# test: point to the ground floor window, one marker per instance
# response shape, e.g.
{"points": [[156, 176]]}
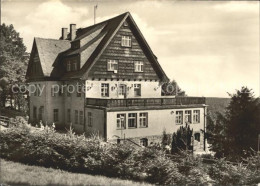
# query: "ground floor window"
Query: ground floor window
{"points": [[68, 116], [188, 116], [120, 120], [55, 115], [143, 117], [90, 119], [81, 117], [144, 142], [41, 110], [76, 117], [132, 120], [197, 137], [196, 116], [179, 117], [34, 112]]}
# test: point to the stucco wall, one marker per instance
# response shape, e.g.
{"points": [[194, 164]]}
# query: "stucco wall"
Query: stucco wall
{"points": [[48, 101], [148, 89]]}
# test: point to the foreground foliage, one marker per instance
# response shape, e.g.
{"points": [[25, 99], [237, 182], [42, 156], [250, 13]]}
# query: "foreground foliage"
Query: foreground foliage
{"points": [[20, 174], [235, 133], [91, 155]]}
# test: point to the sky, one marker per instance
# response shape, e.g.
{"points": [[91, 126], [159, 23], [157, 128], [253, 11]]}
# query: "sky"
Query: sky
{"points": [[209, 47]]}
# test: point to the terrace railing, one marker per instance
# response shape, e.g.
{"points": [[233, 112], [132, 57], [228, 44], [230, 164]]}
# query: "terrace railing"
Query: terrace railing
{"points": [[144, 101]]}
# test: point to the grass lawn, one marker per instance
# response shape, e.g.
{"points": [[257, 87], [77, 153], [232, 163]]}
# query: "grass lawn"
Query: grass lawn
{"points": [[19, 174]]}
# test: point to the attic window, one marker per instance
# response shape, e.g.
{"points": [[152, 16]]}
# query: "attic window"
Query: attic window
{"points": [[139, 66], [126, 41], [112, 65], [68, 66]]}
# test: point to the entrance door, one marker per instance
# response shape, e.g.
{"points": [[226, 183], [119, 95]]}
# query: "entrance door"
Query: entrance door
{"points": [[122, 91]]}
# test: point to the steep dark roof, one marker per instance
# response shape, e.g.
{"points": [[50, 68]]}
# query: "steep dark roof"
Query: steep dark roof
{"points": [[48, 50], [98, 37]]}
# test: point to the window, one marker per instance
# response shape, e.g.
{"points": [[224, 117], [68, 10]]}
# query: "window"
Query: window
{"points": [[36, 90], [76, 117], [41, 109], [143, 118], [104, 90], [81, 117], [197, 137], [120, 120], [69, 90], [55, 115], [196, 116], [179, 117], [126, 41], [112, 65], [132, 120], [79, 91], [68, 116], [90, 119], [188, 116], [75, 65], [144, 142], [34, 112], [137, 90], [68, 66], [139, 66], [55, 91], [122, 90]]}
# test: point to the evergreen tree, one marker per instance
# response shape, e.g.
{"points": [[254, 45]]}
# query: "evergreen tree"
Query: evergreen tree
{"points": [[237, 131], [13, 62]]}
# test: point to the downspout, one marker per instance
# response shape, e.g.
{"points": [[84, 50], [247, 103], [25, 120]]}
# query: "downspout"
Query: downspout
{"points": [[205, 125]]}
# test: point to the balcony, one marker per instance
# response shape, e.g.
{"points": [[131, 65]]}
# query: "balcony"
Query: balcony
{"points": [[145, 101]]}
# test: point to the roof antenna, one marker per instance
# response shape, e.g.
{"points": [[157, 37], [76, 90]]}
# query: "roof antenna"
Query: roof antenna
{"points": [[95, 9]]}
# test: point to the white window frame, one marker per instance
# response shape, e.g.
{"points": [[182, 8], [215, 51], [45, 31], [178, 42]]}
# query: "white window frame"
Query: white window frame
{"points": [[122, 90], [68, 115], [75, 65], [179, 117], [137, 87], [187, 116], [121, 121], [81, 120], [90, 119], [126, 41], [132, 116], [55, 115], [196, 116], [143, 119], [139, 66], [68, 66], [112, 65], [104, 89], [76, 117]]}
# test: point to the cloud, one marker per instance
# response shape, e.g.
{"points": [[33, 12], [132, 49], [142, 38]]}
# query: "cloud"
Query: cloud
{"points": [[48, 18], [238, 6]]}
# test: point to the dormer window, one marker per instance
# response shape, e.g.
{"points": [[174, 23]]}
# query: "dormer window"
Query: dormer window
{"points": [[68, 66], [112, 65], [75, 65], [126, 41], [139, 66]]}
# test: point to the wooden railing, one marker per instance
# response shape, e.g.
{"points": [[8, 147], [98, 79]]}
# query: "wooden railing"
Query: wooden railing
{"points": [[144, 101]]}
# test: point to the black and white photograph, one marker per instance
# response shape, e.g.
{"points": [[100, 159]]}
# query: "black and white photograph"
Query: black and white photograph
{"points": [[121, 92]]}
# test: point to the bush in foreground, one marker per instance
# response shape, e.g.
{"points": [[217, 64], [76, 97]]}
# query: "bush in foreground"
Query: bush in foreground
{"points": [[91, 155]]}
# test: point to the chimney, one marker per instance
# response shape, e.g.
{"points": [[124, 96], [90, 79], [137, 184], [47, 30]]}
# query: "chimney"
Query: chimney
{"points": [[64, 33], [72, 31]]}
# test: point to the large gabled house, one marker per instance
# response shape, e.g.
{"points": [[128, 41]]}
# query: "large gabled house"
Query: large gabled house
{"points": [[122, 79]]}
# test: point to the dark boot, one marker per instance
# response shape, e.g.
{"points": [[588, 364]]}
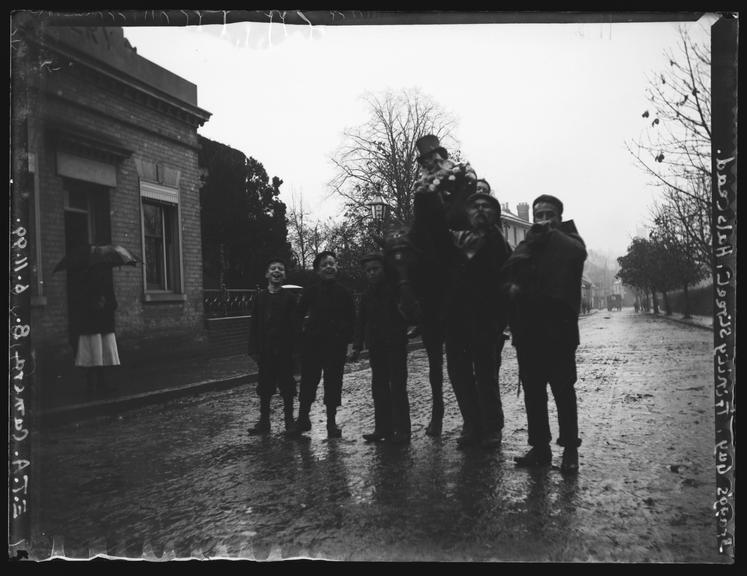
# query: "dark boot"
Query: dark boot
{"points": [[569, 464], [469, 436], [537, 456], [303, 424], [437, 416], [263, 426], [288, 414], [375, 436], [332, 430]]}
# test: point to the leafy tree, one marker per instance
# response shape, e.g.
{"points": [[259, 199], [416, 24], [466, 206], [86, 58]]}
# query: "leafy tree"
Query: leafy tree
{"points": [[243, 219]]}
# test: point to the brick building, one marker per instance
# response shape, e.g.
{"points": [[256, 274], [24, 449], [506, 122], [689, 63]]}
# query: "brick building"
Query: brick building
{"points": [[515, 226], [105, 151]]}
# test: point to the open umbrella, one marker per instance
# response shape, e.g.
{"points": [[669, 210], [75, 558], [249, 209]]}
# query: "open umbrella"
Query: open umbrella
{"points": [[108, 255]]}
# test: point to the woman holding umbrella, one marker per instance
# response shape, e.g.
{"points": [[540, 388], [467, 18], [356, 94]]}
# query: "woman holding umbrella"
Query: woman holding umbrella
{"points": [[92, 308]]}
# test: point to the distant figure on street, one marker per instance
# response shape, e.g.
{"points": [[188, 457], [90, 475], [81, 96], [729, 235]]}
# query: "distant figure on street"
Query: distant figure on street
{"points": [[544, 284], [484, 187], [327, 313], [475, 312], [94, 337], [381, 326], [271, 343]]}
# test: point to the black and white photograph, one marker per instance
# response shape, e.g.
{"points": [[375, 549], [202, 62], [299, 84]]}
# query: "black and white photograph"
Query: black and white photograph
{"points": [[372, 286]]}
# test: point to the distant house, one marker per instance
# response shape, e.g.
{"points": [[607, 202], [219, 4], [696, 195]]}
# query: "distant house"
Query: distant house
{"points": [[515, 226], [105, 144]]}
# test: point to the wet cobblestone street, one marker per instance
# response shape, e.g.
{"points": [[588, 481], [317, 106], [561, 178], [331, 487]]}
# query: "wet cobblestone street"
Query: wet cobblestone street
{"points": [[184, 479]]}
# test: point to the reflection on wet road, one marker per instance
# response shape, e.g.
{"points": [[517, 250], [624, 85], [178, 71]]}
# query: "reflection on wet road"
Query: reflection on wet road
{"points": [[184, 479]]}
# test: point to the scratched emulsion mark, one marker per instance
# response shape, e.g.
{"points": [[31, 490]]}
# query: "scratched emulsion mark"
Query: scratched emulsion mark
{"points": [[724, 63], [20, 369]]}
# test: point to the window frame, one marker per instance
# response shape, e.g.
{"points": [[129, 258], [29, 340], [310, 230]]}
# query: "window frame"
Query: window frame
{"points": [[168, 221]]}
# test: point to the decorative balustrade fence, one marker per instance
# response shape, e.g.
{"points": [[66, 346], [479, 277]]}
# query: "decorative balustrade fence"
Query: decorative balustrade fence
{"points": [[227, 303], [235, 302]]}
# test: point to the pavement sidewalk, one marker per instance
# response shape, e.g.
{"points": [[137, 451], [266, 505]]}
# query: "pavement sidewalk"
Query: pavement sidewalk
{"points": [[158, 381]]}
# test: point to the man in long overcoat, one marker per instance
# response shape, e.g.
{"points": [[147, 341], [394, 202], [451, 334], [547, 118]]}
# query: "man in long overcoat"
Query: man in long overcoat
{"points": [[475, 311], [544, 285]]}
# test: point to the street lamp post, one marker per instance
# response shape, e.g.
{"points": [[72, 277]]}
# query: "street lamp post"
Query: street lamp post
{"points": [[379, 209]]}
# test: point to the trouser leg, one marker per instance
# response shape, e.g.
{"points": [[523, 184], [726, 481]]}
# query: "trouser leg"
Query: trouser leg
{"points": [[380, 391], [459, 367], [535, 400], [333, 360], [564, 392], [486, 380], [311, 374], [397, 362], [433, 340]]}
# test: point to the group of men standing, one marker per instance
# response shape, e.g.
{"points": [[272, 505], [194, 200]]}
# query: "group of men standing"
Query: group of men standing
{"points": [[476, 287]]}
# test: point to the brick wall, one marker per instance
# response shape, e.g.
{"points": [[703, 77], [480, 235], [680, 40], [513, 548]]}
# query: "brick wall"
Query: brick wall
{"points": [[158, 136]]}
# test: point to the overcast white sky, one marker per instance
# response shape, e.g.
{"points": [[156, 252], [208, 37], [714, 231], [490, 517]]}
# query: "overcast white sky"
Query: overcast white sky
{"points": [[539, 108]]}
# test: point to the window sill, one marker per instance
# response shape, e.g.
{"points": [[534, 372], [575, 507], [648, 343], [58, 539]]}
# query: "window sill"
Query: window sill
{"points": [[38, 301], [156, 297]]}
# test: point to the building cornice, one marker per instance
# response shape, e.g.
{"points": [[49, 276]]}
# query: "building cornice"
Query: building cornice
{"points": [[117, 81]]}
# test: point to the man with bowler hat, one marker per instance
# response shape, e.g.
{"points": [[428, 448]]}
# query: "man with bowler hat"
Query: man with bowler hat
{"points": [[544, 287], [475, 312]]}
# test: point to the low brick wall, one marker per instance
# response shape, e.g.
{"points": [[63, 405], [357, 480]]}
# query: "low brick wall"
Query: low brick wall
{"points": [[228, 336]]}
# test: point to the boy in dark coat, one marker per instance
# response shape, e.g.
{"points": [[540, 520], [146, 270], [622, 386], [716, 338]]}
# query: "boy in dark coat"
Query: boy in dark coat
{"points": [[544, 285], [382, 327], [271, 343], [327, 313]]}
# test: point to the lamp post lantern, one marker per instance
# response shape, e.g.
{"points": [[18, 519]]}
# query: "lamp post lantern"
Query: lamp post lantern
{"points": [[379, 209]]}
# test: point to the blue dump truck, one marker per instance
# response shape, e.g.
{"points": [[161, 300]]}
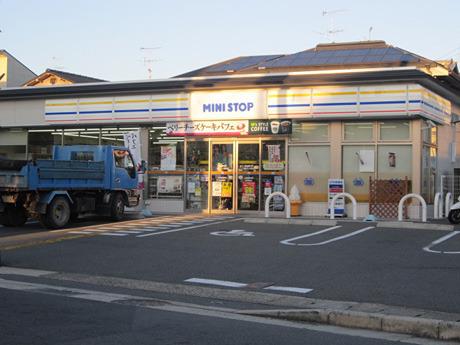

● ● ● ● ● ● ●

#### Task details:
Copy out each line of the entries above that contains the word "evergreen". Case counts, so a line with the word in different capitalization does not qualify.

#### Response to the task:
# test: point to the evergreen tree, one marker per instance
# query: "evergreen tree"
Query: evergreen tree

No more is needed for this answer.